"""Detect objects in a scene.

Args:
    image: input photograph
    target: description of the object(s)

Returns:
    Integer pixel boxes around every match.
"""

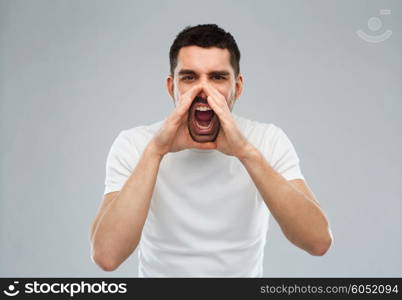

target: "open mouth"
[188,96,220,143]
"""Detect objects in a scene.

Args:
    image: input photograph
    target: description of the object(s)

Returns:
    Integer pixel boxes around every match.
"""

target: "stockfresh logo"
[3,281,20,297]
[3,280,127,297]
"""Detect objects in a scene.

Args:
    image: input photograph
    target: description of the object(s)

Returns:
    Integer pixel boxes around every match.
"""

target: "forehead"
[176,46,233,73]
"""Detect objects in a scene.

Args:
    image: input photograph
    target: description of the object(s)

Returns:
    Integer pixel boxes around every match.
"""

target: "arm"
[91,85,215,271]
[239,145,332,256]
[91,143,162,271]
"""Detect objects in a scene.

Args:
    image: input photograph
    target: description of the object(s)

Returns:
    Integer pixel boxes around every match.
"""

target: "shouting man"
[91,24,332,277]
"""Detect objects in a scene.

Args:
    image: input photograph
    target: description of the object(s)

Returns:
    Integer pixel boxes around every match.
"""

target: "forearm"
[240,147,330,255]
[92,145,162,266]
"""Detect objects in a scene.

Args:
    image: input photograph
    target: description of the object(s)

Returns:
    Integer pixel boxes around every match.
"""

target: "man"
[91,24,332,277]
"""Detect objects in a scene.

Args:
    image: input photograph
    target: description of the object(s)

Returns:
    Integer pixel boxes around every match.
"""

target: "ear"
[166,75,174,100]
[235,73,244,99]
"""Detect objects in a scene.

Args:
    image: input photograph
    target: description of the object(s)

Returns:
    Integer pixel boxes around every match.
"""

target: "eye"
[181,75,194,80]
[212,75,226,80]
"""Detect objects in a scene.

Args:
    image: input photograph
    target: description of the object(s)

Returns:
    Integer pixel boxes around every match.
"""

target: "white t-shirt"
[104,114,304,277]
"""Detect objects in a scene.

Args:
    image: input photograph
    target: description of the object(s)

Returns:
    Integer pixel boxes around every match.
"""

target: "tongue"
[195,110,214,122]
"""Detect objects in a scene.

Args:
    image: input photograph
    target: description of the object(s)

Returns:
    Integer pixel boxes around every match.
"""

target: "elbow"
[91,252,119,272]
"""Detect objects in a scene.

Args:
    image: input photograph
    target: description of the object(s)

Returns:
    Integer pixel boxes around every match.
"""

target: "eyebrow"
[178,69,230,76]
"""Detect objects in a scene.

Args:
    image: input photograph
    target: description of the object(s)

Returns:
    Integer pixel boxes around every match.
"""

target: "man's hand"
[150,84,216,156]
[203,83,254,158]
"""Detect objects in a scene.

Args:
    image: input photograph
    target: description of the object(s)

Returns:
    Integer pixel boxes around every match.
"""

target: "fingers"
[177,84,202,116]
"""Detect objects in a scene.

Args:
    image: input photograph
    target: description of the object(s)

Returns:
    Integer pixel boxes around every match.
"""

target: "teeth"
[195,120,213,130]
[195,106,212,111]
===============
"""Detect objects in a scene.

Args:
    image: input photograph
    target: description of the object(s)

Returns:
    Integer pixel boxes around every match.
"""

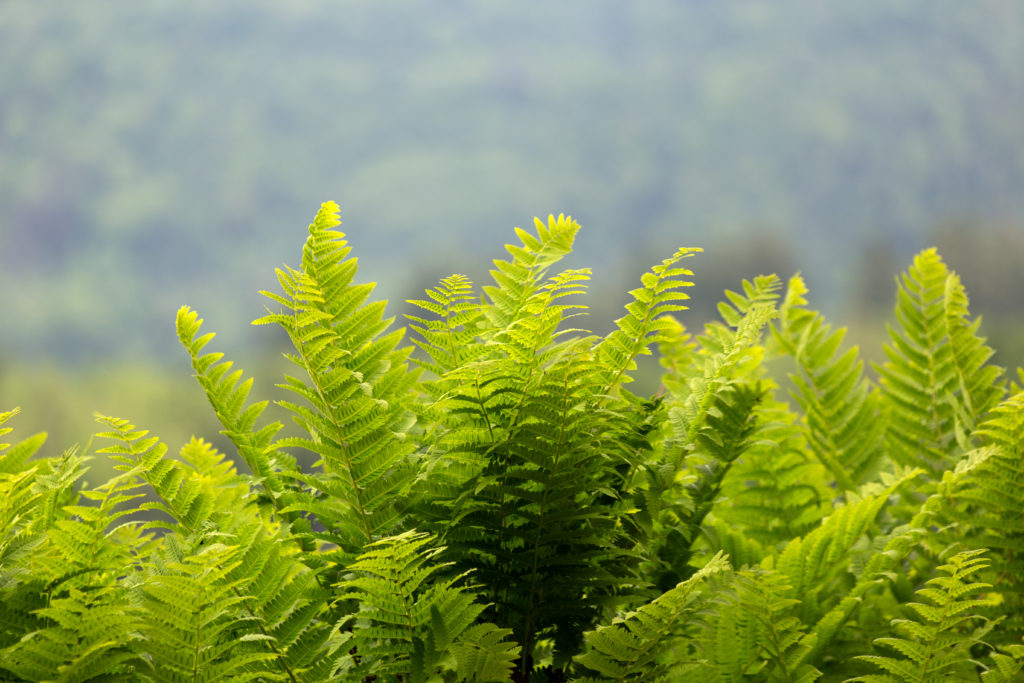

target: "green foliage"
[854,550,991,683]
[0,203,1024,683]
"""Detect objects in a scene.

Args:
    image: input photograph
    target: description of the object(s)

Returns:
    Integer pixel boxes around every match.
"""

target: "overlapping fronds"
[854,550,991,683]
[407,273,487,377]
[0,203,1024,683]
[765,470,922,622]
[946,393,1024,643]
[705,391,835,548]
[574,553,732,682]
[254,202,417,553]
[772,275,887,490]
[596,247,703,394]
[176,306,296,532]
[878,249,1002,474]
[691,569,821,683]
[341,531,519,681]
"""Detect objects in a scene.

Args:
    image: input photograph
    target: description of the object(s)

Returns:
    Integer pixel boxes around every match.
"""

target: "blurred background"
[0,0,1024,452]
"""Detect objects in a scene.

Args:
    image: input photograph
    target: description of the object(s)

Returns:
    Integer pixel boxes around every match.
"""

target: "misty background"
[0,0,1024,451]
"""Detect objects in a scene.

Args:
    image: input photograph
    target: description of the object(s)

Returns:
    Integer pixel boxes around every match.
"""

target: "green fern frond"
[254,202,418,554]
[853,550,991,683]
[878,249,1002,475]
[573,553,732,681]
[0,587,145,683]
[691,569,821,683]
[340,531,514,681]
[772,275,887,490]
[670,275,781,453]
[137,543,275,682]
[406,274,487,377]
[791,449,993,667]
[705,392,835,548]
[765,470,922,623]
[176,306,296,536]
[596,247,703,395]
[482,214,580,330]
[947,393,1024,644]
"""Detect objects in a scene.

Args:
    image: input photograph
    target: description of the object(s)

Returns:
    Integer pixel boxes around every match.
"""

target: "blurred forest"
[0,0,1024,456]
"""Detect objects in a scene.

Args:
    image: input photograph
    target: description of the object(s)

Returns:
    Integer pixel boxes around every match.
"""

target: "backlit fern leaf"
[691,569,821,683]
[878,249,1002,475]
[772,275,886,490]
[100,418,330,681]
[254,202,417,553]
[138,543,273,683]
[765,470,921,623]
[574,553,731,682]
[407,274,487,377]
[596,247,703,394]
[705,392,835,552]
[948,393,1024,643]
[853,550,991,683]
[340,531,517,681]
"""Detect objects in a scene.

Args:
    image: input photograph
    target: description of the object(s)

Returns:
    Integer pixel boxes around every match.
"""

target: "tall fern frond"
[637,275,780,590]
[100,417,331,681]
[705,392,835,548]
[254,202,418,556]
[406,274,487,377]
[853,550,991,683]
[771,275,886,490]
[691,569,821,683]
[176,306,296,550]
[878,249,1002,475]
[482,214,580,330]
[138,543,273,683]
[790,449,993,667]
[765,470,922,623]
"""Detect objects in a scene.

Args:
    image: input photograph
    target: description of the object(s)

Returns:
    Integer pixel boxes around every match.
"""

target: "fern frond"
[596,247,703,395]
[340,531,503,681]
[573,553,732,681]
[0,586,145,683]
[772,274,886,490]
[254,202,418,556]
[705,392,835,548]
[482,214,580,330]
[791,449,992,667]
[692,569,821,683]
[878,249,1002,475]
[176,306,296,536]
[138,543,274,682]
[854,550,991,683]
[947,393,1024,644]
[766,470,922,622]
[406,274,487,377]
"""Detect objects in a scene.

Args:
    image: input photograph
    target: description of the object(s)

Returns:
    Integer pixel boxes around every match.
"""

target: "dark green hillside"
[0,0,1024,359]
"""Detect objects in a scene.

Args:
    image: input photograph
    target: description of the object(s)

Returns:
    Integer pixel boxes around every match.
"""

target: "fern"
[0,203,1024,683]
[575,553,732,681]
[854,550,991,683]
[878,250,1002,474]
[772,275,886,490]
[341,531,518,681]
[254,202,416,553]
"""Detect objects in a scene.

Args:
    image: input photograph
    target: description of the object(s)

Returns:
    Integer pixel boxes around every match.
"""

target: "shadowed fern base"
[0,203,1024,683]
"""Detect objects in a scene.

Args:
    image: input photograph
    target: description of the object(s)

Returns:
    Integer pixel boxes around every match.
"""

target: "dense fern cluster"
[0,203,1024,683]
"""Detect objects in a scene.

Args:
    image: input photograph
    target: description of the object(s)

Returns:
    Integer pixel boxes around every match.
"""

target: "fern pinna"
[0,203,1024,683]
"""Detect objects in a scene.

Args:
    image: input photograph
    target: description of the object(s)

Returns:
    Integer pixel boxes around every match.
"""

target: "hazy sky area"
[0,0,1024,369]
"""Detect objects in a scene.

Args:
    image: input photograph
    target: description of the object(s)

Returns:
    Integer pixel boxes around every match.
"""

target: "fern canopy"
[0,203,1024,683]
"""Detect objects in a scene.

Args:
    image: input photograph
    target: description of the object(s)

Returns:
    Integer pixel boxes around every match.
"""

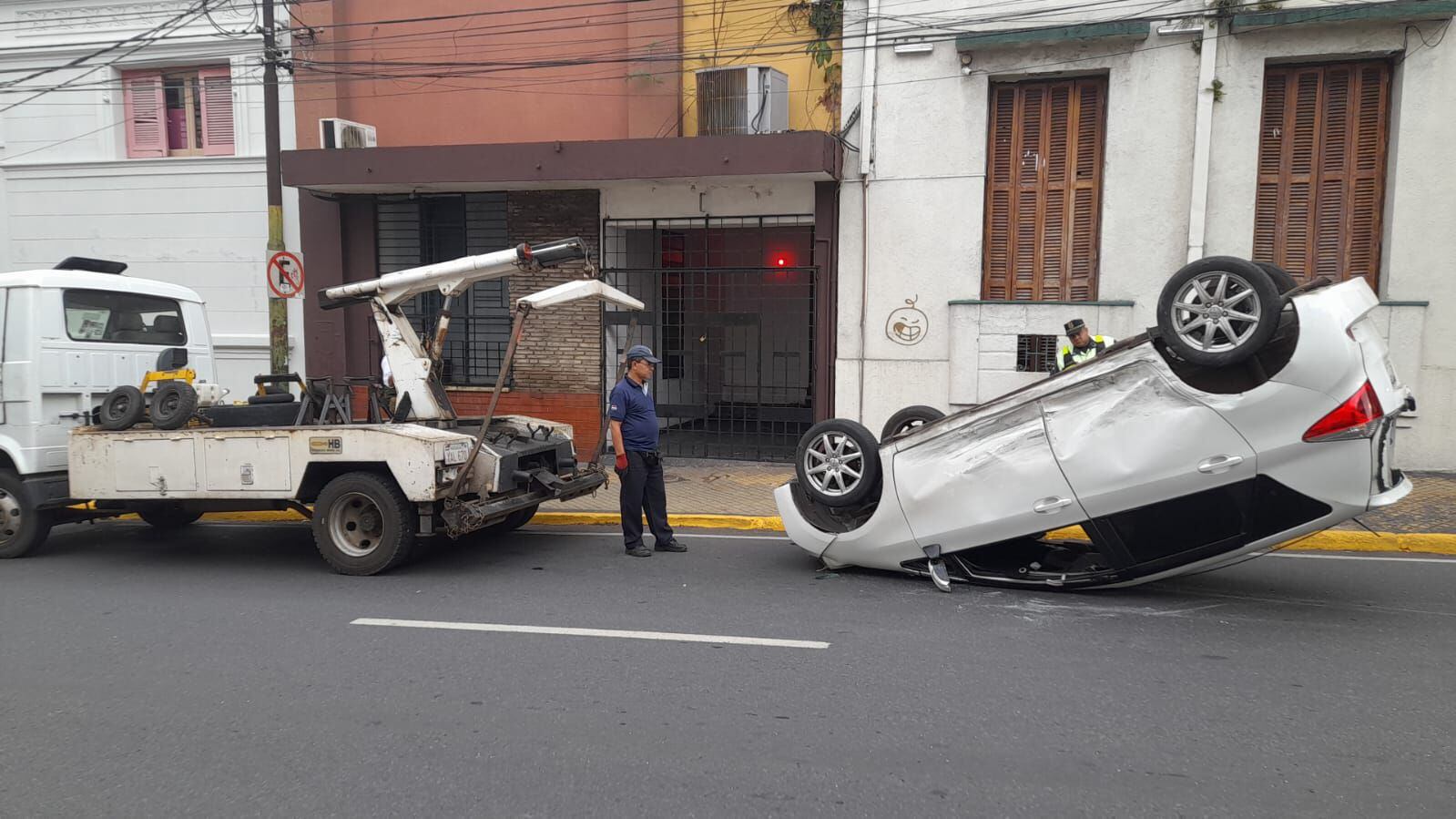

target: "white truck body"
===============
Find every line in the material above that contains the word "white", and copy each of those lines.

# ANSWER TO THIS EXERCISE
target: "white t-shirt"
target: "white truck body"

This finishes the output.